--- Source records Enclosed Below ---
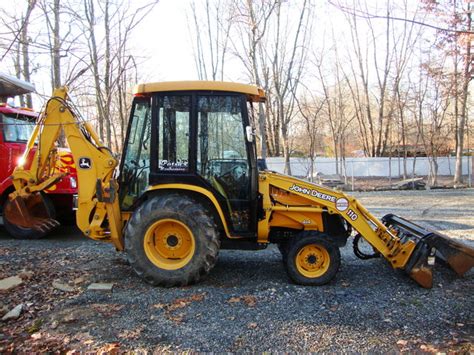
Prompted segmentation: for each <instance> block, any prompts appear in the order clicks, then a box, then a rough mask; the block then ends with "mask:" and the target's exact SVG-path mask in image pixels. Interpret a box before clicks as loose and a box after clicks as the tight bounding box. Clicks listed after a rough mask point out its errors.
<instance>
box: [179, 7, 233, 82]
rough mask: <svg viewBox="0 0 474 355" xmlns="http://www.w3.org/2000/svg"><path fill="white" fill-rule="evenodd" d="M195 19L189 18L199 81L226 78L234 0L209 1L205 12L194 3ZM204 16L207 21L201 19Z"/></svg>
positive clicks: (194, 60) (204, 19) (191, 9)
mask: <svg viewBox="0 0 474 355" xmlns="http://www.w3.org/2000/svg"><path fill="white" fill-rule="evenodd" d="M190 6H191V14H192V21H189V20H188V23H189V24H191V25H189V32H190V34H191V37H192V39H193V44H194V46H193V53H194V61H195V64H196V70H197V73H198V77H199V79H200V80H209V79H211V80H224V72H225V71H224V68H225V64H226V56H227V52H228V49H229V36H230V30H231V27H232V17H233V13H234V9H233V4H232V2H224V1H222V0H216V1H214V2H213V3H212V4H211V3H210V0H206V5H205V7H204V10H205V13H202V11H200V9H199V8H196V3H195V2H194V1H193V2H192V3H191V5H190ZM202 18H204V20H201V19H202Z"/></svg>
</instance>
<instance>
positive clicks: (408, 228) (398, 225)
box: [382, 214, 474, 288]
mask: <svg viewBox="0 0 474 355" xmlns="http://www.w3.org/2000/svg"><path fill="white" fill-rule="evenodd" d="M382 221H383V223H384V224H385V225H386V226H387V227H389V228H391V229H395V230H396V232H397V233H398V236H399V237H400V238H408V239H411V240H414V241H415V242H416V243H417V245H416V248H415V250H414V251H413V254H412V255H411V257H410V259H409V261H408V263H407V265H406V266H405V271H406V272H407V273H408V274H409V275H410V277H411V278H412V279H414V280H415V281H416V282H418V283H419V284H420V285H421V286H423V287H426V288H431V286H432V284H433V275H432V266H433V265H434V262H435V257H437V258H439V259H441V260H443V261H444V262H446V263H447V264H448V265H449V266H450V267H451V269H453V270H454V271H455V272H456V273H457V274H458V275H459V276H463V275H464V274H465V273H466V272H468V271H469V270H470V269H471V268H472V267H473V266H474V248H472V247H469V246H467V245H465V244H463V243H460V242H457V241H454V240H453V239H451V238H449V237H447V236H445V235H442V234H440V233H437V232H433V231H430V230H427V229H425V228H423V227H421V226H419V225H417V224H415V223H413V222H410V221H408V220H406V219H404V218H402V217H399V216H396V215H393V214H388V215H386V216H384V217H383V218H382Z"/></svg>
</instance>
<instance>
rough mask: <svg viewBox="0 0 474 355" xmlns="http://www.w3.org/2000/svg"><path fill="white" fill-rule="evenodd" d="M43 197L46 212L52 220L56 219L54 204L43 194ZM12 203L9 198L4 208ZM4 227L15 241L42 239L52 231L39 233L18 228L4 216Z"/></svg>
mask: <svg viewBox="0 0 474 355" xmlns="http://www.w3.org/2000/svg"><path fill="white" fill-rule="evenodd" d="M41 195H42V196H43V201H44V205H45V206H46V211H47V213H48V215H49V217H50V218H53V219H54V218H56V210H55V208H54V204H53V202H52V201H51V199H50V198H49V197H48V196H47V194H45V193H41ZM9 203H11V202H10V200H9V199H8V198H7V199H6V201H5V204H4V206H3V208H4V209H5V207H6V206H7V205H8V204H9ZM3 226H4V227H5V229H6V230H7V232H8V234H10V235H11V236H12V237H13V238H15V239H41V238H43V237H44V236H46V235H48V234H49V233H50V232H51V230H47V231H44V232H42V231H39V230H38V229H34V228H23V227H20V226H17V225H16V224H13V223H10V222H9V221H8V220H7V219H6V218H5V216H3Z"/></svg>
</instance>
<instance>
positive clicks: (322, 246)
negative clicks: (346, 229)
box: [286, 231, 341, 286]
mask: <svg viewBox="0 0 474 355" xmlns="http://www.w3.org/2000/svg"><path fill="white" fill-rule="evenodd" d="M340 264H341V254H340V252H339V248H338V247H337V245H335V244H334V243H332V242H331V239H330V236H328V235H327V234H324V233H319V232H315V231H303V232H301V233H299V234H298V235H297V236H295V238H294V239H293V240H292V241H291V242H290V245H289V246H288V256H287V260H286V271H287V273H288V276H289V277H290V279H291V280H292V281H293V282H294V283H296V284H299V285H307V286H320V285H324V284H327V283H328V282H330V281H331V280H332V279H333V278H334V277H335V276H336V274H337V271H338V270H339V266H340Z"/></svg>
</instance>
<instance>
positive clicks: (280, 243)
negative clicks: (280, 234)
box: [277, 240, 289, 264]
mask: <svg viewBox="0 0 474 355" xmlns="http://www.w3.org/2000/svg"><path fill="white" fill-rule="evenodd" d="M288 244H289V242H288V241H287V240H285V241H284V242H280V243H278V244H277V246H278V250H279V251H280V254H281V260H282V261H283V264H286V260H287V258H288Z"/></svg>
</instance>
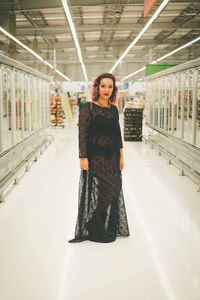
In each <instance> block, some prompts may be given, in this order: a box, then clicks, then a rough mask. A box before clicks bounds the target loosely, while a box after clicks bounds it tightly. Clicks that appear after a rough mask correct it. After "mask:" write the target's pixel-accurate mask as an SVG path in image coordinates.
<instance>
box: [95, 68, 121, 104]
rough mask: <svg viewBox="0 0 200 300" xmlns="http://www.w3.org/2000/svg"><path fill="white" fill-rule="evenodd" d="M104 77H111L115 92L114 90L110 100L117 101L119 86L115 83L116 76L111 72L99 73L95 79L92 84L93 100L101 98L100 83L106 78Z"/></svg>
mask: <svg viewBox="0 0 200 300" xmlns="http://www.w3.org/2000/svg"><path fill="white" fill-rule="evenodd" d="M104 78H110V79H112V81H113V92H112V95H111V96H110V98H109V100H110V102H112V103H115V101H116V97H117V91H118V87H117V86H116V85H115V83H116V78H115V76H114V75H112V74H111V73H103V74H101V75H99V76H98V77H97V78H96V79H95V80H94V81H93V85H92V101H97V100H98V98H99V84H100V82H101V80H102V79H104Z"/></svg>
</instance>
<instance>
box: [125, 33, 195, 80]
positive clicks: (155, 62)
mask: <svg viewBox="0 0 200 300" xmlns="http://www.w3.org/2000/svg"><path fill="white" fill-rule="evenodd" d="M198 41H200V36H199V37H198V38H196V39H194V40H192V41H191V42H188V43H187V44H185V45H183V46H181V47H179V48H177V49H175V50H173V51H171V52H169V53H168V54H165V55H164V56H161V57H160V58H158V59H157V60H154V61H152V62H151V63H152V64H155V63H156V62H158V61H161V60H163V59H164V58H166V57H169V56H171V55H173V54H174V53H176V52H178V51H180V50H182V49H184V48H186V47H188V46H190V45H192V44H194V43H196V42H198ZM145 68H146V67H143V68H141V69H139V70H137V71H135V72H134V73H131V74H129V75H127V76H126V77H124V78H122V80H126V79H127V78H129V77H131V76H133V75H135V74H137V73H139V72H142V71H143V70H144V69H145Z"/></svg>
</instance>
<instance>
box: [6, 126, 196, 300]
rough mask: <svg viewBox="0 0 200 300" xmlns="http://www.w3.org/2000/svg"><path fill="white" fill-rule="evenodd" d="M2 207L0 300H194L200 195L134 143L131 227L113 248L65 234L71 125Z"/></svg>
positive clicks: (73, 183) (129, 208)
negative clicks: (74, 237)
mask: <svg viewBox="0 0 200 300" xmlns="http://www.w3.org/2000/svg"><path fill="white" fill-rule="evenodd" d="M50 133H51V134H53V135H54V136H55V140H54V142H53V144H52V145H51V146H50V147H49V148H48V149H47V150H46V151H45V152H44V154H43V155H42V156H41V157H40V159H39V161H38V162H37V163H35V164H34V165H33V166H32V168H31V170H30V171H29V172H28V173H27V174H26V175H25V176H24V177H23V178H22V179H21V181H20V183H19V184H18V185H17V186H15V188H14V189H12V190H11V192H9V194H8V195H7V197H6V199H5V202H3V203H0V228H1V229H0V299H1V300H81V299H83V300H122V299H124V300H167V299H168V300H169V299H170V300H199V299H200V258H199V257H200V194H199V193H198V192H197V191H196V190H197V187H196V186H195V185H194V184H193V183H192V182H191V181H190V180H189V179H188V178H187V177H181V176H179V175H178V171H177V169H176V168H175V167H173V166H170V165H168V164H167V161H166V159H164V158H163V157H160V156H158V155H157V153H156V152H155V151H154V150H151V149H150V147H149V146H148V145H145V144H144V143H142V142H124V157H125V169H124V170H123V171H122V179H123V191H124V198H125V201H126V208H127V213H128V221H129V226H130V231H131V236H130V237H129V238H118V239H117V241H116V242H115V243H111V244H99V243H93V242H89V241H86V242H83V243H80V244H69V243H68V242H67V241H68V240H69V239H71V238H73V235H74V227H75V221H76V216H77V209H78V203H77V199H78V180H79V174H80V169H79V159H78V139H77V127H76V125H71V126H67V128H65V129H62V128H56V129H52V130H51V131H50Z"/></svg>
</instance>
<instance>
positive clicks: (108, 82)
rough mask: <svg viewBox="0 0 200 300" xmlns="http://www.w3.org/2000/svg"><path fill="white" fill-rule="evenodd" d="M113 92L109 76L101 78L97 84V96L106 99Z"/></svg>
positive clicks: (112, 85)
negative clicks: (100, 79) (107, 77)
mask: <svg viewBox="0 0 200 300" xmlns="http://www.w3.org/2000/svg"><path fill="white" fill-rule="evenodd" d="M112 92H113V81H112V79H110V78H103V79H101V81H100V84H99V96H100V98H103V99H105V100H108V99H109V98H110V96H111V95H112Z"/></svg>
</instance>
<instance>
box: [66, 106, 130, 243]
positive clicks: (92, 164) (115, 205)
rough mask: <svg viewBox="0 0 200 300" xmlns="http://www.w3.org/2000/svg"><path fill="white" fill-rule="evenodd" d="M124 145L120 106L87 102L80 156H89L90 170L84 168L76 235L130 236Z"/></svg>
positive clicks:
--- End of Enclosed Source records ---
Exercise goal: Format the lines of the records above as a JSON list of strings, one string per line and no blank lines, running from the start of the records through the line containing "positive clicks: (194, 60) (204, 19) (191, 9)", inclusive. Leave the pictures out of the answer.

Answer:
[
  "Prompted segmentation: for each <instance> block, any prompts appear in the order clicks, then a box, then a rough mask; the block then ends with \"mask:\" and the target's exact SVG-path mask in image pixels. Interpret a box before clicks as loose and a box after clicks as the tight bounding box. Clicks listed after a rough mask point out its errors.",
  "<instance>",
  "box: [179, 7, 233, 82]",
  "rough mask: <svg viewBox=\"0 0 474 355\" xmlns=\"http://www.w3.org/2000/svg\"><path fill=\"white\" fill-rule=\"evenodd\" d=\"M195 19L189 18L199 81L226 78L234 0L209 1L205 12L194 3ZM204 16L207 21L201 19Z\"/></svg>",
  "positive clicks: (194, 60) (204, 19) (191, 9)"
]